Rows from a pointing dataset:
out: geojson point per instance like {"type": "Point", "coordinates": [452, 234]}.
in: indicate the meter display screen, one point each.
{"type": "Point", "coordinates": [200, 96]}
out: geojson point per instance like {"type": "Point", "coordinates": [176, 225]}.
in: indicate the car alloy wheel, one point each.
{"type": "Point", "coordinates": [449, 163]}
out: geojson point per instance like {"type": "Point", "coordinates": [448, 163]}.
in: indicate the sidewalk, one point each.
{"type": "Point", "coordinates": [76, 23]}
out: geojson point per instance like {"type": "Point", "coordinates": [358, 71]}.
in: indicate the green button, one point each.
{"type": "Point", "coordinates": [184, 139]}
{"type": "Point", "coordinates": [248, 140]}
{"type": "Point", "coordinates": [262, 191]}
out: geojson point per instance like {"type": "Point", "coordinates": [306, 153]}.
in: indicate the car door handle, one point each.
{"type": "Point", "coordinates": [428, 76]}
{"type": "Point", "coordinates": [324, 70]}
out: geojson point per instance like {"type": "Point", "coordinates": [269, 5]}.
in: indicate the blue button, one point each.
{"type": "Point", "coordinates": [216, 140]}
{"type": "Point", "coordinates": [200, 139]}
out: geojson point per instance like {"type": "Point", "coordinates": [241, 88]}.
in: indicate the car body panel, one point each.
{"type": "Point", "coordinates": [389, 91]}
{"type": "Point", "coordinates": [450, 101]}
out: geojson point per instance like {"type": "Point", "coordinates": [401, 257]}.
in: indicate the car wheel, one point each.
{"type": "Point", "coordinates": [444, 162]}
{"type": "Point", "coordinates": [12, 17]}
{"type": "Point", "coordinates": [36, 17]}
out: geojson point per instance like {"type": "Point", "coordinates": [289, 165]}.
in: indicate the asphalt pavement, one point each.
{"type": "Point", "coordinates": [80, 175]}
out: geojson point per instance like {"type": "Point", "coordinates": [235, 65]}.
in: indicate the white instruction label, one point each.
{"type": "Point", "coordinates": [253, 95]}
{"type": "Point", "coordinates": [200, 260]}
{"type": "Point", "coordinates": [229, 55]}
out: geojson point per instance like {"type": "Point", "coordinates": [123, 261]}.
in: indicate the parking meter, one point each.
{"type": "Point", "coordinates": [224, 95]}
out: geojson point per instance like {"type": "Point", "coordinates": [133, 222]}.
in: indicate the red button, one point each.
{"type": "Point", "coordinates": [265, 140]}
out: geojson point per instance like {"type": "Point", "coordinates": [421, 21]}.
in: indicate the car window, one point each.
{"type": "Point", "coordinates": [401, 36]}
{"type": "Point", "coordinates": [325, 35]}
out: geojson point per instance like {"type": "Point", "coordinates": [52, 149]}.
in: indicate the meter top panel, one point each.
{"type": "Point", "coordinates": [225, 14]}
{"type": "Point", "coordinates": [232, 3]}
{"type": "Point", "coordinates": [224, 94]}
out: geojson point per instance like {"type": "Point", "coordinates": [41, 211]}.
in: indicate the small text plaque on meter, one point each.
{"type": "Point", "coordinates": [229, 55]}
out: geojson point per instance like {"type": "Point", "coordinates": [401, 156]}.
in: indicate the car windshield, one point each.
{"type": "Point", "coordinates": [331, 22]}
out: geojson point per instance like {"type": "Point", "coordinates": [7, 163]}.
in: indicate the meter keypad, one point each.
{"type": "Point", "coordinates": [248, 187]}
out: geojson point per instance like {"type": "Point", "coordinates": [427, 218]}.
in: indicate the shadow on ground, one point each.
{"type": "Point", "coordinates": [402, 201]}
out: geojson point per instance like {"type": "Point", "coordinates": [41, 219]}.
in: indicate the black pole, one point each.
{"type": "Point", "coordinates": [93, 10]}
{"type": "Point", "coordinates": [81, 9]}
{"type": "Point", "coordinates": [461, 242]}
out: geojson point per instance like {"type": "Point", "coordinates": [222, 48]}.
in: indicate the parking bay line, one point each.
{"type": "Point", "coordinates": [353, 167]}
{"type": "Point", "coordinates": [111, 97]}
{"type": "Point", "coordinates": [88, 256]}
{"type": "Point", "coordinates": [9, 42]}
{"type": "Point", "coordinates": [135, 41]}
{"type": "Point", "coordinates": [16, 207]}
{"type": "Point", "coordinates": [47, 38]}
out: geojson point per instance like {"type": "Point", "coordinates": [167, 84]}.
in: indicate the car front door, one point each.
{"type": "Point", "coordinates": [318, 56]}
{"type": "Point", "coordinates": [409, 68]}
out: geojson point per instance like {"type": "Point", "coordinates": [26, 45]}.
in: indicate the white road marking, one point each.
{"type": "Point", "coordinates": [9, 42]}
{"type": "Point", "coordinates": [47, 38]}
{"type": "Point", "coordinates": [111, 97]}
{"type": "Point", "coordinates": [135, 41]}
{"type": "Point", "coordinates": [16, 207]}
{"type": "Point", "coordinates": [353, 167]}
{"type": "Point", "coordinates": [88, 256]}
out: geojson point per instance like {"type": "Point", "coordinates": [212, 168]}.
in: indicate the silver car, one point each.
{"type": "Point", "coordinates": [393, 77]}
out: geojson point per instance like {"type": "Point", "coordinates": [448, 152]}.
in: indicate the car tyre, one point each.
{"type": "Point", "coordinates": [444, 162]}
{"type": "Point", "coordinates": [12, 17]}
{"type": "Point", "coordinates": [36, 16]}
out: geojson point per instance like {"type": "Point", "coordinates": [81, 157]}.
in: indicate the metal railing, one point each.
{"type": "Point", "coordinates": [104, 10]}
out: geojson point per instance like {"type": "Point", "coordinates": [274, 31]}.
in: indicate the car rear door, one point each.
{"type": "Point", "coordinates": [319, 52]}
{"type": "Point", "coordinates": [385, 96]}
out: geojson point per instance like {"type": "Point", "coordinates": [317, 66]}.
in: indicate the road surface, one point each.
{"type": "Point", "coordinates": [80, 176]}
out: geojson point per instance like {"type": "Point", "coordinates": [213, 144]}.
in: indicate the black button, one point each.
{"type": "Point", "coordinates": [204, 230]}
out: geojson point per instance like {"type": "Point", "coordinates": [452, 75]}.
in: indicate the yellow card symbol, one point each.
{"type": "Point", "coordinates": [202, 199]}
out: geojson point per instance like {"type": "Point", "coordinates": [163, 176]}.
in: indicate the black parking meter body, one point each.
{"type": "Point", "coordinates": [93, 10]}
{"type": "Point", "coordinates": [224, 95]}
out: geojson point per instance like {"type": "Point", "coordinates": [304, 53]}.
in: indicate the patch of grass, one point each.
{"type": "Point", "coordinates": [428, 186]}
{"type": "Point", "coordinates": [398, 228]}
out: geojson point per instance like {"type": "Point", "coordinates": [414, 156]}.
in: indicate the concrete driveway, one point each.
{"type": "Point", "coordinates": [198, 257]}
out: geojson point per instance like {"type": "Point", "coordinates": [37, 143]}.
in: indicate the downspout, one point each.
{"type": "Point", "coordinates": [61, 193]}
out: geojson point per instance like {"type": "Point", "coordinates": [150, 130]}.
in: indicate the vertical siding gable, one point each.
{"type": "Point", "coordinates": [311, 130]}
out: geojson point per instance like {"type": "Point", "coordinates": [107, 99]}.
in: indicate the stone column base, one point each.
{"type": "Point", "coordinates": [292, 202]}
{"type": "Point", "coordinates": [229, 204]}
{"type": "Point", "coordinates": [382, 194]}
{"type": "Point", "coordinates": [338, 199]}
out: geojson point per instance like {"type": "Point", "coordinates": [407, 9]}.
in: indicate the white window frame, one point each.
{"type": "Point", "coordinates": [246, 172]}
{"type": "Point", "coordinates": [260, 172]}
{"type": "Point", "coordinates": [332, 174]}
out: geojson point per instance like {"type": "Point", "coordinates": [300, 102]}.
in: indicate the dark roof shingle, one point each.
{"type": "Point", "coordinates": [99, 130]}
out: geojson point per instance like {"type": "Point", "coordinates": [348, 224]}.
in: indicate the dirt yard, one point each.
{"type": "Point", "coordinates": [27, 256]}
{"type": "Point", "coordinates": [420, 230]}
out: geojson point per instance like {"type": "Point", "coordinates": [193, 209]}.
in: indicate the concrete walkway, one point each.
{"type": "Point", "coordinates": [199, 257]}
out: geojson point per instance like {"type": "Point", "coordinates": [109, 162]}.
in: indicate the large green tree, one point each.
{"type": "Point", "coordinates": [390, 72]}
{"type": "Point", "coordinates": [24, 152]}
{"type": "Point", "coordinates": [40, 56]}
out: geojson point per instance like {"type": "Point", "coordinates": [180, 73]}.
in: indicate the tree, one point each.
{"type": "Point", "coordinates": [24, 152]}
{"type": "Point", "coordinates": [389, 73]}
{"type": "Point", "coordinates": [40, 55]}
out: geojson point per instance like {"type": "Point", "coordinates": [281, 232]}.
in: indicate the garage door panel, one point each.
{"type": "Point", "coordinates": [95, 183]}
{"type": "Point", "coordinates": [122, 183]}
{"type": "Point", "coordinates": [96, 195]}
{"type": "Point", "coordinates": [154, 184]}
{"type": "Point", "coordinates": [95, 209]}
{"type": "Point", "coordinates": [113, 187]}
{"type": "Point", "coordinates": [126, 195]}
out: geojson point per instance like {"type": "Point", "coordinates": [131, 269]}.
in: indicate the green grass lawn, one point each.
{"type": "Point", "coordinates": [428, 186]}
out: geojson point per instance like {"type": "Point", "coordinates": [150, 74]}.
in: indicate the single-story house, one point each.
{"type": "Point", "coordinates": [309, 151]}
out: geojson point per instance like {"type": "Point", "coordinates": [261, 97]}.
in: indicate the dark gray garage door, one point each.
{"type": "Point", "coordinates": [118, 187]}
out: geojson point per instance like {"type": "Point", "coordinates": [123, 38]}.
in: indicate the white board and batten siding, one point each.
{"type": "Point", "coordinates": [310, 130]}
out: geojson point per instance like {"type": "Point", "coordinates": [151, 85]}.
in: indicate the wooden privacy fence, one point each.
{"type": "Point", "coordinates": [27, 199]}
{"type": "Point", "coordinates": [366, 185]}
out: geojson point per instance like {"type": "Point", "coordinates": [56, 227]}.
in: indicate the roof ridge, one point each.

=== Required work ===
Extract every line of the records above that contains the string "parking", with case counting.

=== Reply to the exercise ===
in: indicate the parking meter, one point each.
in: indicate the parking bay line, one point each.
in: indicate the black parking meter body, one point each.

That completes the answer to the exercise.